(Rows from a pointing dataset)
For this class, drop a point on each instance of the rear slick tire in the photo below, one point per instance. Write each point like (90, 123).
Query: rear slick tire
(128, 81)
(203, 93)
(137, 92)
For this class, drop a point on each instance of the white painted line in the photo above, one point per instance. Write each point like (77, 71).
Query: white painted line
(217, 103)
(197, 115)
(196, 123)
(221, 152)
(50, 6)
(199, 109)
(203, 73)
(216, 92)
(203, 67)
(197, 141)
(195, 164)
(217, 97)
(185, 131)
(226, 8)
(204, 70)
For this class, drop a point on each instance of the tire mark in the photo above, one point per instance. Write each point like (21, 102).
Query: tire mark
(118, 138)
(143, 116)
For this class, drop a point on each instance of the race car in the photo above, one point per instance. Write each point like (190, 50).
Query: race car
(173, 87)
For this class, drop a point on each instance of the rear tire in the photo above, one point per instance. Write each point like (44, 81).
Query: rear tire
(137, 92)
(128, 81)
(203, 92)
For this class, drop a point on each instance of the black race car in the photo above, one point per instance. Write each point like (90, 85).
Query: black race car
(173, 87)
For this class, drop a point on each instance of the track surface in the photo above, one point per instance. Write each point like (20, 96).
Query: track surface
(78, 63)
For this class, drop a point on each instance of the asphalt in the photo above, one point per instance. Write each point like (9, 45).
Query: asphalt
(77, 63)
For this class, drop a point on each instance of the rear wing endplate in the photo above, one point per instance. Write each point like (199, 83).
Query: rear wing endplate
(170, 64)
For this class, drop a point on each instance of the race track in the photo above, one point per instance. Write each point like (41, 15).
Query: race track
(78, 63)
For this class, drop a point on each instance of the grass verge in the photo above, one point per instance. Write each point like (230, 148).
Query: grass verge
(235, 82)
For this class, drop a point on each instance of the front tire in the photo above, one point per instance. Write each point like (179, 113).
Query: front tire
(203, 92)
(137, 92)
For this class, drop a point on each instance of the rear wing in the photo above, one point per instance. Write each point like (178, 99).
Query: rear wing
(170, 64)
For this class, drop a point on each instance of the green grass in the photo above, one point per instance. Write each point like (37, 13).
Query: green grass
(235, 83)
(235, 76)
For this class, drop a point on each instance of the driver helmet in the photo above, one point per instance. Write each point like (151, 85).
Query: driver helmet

### Written request
Replace every occurrence of "drop a point" with "place a point" in the entries above, and leave everything else unchanged.

### Task result
For this class, place a point on each instance of the rear slick tire in the photo below, one point per instance. Write each point like (90, 123).
Query: rear slick tire
(128, 81)
(203, 93)
(137, 92)
For this class, place a point on each instance of the white painted line in the photo above, one point per instance. Write each point like (77, 71).
Query: white painted line
(217, 103)
(197, 115)
(196, 123)
(221, 152)
(50, 6)
(199, 109)
(203, 73)
(216, 92)
(203, 67)
(197, 141)
(195, 164)
(217, 97)
(185, 131)
(226, 8)
(204, 70)
For this class, place a point on each instance of the tire mark in the photo above, one point per instance. Write each point like (21, 102).
Query: tire mark
(118, 138)
(143, 116)
For this class, place a point on each instance of the race car in the photo above, one point per instance. Write each point like (190, 50).
Query: race car
(173, 87)
For this class, place a point on each instance of the rear tire in the photo above, one point per instance. Write each point like (44, 81).
Query: rear tire
(137, 92)
(128, 81)
(203, 92)
For this class, place a point on each instance of the black race car in the photo above, one point per instance. Write each point like (90, 85).
Query: black race car
(173, 87)
For this class, place a point on each instance of the track surface in the photo above, one point per instance. Write each point like (20, 96).
Query: track surface
(78, 63)
For this class, place a point on each instance of the asphalt in the photo above, one point per instance. Write each point like (9, 45).
Query: asphalt
(77, 63)
For this class, place a point on each instance of the rear wing endplate in the photo above, one point per instance. Write each point like (199, 83).
Query: rear wing endplate
(170, 64)
For this class, place a point on each instance of the race track in the photo above, one point per instance. Write each point like (41, 15).
Query: race track
(78, 63)
For this class, place a point on each instance of the grass verge in the photo above, one point per instance. Write each point like (230, 148).
Query: grass verge
(235, 82)
For this class, place a point on each instance of the front tire in the photo above, one point per instance. Write each point like (179, 113).
Query: front tire
(203, 92)
(137, 92)
For this class, place a point on each instance of the rear wing in the photo above, one point per instance. Write each point like (178, 99).
Query: rear wing
(170, 64)
For this class, place a point on each instance of the green grass in the photo above, one point per instance. Write each point like (37, 13).
Query: green grass
(235, 83)
(235, 76)
For this class, place a point on each instance of the driver helmet in the photo above, one point per instance. Write each point like (151, 85).
Query: driver helmet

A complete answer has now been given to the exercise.